Determine how many lines in the entries below contain the word "pixel", and give only that number.

++++ DATA RECORDS

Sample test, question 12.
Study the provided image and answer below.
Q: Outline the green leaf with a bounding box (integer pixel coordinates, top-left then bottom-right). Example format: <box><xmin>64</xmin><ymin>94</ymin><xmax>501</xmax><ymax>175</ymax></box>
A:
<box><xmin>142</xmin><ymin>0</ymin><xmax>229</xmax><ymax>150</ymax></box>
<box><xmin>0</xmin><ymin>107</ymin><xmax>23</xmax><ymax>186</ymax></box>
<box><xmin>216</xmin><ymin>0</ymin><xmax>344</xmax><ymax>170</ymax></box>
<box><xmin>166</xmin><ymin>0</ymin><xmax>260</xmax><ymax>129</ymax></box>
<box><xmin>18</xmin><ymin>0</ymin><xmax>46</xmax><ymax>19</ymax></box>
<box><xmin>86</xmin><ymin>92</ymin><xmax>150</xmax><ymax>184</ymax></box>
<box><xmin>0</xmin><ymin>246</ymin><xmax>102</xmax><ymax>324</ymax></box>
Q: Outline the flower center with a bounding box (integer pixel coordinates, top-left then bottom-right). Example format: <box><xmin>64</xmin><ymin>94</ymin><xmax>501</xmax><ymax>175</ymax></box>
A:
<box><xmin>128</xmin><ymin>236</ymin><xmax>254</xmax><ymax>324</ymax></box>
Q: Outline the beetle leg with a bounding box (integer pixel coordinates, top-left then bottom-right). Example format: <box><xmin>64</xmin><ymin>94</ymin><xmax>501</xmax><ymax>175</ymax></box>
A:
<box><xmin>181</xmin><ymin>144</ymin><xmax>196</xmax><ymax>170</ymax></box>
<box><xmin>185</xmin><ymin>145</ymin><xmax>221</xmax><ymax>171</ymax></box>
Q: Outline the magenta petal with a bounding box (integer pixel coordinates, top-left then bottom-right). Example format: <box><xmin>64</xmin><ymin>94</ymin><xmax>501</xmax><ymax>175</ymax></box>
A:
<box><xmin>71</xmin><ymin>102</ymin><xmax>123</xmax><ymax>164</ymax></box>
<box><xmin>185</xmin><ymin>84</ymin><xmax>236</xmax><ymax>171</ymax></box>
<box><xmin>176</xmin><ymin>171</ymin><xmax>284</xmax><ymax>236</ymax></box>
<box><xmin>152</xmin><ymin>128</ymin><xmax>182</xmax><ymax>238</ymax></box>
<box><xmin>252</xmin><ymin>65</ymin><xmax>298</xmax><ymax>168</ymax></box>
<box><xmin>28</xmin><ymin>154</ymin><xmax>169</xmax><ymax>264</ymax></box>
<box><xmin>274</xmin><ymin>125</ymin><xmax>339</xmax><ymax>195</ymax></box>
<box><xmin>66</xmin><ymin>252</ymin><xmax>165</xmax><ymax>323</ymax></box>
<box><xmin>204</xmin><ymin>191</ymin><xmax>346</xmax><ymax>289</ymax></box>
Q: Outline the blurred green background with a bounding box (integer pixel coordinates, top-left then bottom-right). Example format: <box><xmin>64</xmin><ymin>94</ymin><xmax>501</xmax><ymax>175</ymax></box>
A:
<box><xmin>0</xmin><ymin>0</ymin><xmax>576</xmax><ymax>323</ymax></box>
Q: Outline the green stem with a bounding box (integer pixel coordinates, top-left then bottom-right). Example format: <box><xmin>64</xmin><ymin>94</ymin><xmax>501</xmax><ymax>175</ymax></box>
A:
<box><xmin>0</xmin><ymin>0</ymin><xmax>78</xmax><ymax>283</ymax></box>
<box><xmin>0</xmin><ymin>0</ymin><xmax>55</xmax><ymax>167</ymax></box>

++++++++

SOLUTION TO THE PROBLEM | 6